** start of ROWS **

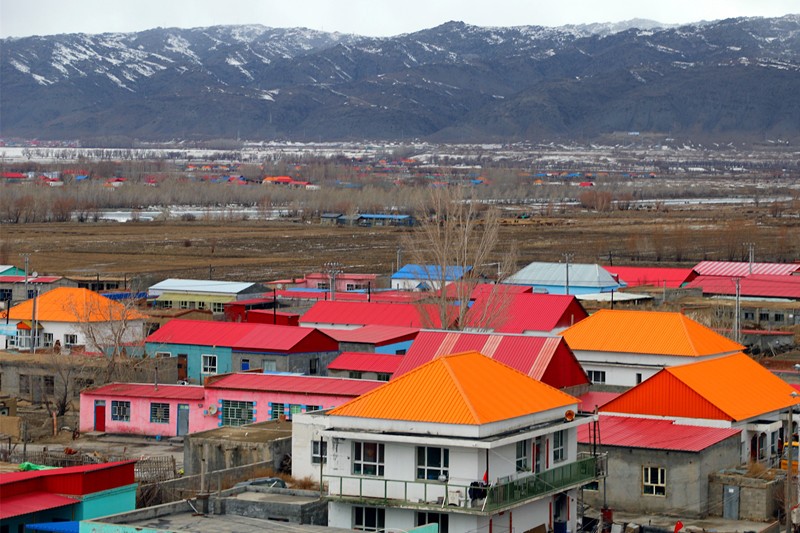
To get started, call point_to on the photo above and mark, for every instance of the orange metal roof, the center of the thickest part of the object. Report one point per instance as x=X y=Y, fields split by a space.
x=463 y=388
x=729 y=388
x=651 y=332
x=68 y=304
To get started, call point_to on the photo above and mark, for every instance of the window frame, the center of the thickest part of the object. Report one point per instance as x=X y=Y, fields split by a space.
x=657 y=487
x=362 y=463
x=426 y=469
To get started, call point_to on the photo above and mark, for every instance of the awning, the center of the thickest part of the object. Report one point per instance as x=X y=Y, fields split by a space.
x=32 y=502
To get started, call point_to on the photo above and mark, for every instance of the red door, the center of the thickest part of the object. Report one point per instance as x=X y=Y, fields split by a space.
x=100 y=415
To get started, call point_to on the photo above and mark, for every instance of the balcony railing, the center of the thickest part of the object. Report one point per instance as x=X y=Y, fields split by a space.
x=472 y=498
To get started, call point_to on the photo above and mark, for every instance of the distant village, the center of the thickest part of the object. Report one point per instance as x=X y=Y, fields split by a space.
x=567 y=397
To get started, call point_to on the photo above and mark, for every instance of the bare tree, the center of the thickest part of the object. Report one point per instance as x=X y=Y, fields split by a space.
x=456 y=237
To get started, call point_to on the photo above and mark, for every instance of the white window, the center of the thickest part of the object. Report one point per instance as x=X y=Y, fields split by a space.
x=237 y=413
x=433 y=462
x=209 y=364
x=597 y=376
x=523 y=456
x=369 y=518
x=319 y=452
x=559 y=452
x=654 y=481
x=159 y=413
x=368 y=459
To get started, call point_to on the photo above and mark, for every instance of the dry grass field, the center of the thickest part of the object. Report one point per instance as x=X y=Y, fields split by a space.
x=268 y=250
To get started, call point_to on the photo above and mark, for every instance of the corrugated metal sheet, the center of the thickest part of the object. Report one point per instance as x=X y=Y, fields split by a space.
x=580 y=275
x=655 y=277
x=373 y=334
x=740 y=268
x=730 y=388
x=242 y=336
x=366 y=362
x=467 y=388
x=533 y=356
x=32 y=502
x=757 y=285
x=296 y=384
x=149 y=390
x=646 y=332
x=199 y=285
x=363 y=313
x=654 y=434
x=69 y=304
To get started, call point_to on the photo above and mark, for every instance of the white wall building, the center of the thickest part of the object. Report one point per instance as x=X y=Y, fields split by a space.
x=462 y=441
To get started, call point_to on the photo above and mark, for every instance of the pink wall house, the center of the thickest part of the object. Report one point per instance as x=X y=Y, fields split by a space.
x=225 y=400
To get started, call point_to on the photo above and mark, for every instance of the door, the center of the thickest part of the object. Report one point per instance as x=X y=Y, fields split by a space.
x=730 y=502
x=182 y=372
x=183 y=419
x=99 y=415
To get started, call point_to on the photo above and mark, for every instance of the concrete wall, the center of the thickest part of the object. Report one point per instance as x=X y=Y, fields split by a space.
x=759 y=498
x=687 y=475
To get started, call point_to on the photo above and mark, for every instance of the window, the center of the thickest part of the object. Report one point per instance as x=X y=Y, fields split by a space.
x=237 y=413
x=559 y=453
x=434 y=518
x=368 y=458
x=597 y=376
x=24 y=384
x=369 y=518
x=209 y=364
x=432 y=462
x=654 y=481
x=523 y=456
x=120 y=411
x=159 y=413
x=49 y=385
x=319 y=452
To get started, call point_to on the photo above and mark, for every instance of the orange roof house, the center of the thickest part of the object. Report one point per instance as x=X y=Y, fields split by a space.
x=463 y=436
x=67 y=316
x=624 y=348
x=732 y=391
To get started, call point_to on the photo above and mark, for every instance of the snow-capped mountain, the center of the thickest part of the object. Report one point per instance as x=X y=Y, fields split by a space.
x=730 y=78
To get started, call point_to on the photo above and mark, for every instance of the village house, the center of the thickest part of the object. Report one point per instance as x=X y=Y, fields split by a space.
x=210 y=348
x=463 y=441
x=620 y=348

** end of ROWS **

INSTRUCTIONS TO FOLLOW ::
Render every line of the items above as a Markdown table with two columns, Row and Line, numbering the rows in order and omitting blank lines. Leave the pictures out of the table.

EXERCISE RESULT ::
| Row | Line |
|---|---|
| 1 | To get started, call point_to on the photo above and mark, for every instance of the orange metal roof, the center of the thickest part of the object. Report one point per instance as x=X y=Y, fields split by a space. |
| 2 | x=463 y=388 |
| 3 | x=729 y=388 |
| 4 | x=651 y=332 |
| 5 | x=68 y=304 |
| 6 | To get started, call point_to on the photo above and mark, for every instance of the window frame, the center of the thickest part of the object. Report one point per instance as x=X y=Y, fields split by a space. |
| 7 | x=657 y=487 |
| 8 | x=362 y=463 |
| 9 | x=426 y=469 |
| 10 | To get started, call point_to on the photo above and mark, for every instance of the awning, the center of the thickest part of the object. Report one point per instance as x=X y=Y, fields split by a space. |
| 11 | x=32 y=502 |
| 12 | To get started, call point_to on the photo above and mark, for every instance of the red door, the center of the thickest part of the object. Report one point per instance as x=X y=Y, fields split by a space. |
| 13 | x=100 y=415 |
| 14 | To get started, call point_to on the photo above and mark, for every instance of the balcony railing, the center of the thickest part of the object. Report one point per instance as x=X y=Y, fields split by a space. |
| 15 | x=472 y=498 |
| 16 | To get started, call point_to on the photo above and mark, for every instance of the distant village, the center of the thickest part of the object. Report one point per instance as x=X y=Y, fields split by a space. |
| 17 | x=567 y=397 |
| 18 | To get started, call point_to on the photo above and mark, for every instance of the bare tree, the center of the thickest part of the object. Report one point per instance as x=X y=Y, fields split by a space. |
| 19 | x=456 y=237 |
| 20 | To get started, call point_to on the photo above and mark, for every instance of the white window, the center of the thickest part of the object. Report one point per instance as x=X y=Y, fields split by a space. |
| 21 | x=237 y=413 |
| 22 | x=433 y=462 |
| 23 | x=209 y=364 |
| 24 | x=597 y=376 |
| 25 | x=523 y=456 |
| 26 | x=369 y=518 |
| 27 | x=319 y=452 |
| 28 | x=559 y=452 |
| 29 | x=654 y=481 |
| 30 | x=159 y=413 |
| 31 | x=368 y=459 |
| 32 | To get started, call point_to on the photo above and mark, for every instance of the dry grass field, the center of the thickest part of the object. Report one point per instance as x=X y=Y, fields split by a space. |
| 33 | x=268 y=250 |
| 34 | To get started, call point_to on the photo above and mark, for every instance of the corrugated metal sheet, the center of the thickest part of the object. Report one point per instance as x=X y=Y, fields split by a space. |
| 35 | x=580 y=275 |
| 36 | x=655 y=277 |
| 37 | x=373 y=334 |
| 38 | x=740 y=268 |
| 39 | x=730 y=388 |
| 40 | x=242 y=336 |
| 41 | x=366 y=362 |
| 42 | x=467 y=388 |
| 43 | x=533 y=356 |
| 44 | x=32 y=502 |
| 45 | x=757 y=285 |
| 46 | x=296 y=384 |
| 47 | x=149 y=390 |
| 48 | x=646 y=332 |
| 49 | x=199 y=285 |
| 50 | x=363 y=313 |
| 51 | x=654 y=434 |
| 52 | x=69 y=304 |
| 53 | To get started, call point_to on the photo above and mark, for every instance of the white wall building, the center of the thickest part of the object. Report one point per instance as x=X y=Y, fields split by a space. |
| 54 | x=462 y=441 |
| 55 | To get started, call point_to on the photo above and mark, for every instance of the pink wall house, the center of the thickest part of the object. Report one point per instance as x=X y=Y, fields split by a space. |
| 56 | x=225 y=400 |
| 57 | To get started, call point_to on the photo above and mark, for every instance of the door, the center of the thickest part of the object. Report one point per instance as x=X y=Y, fields split by a space. |
| 58 | x=730 y=502 |
| 59 | x=182 y=372 |
| 60 | x=183 y=419 |
| 61 | x=99 y=415 |
| 62 | To get started, call point_to on the photo above and mark, for every instance of the concrete wall, the center of the thickest part of the object. Report one point per instance as x=X y=Y, fields split by a space. |
| 63 | x=759 y=498 |
| 64 | x=687 y=475 |
| 65 | To get started, call point_to on the photo above and mark, for every instance of the window, the center of the thickest part of the object. Report one point per instance as x=X y=Y, fields split by a space. |
| 66 | x=237 y=413 |
| 67 | x=559 y=453 |
| 68 | x=434 y=518 |
| 69 | x=368 y=458 |
| 70 | x=597 y=376 |
| 71 | x=24 y=384 |
| 72 | x=369 y=518 |
| 73 | x=209 y=364 |
| 74 | x=432 y=462 |
| 75 | x=654 y=481 |
| 76 | x=523 y=456 |
| 77 | x=120 y=411 |
| 78 | x=159 y=413 |
| 79 | x=49 y=385 |
| 80 | x=319 y=452 |
| 81 | To get started, call point_to on the photo above and mark, for every instance of the orange roof house, the center of the thickest part of the object. Report one point per instance as x=X y=Y, fields split by a space. |
| 82 | x=463 y=436 |
| 83 | x=67 y=316 |
| 84 | x=624 y=348 |
| 85 | x=732 y=391 |
| 86 | To get started, call point_to on the photo above and mark, for every instance of the snow-capped mountain, the center of the thickest part of the object. Report one point per instance as x=X y=Y, fields split by a space. |
| 87 | x=730 y=78 |
| 88 | To get started, call point_to on the photo above and mark, for every instance of the village house, the center of the thickest part of the object. Report one point per instance as x=X y=Y, fields split by a space. |
| 89 | x=210 y=348 |
| 90 | x=463 y=441 |
| 91 | x=620 y=348 |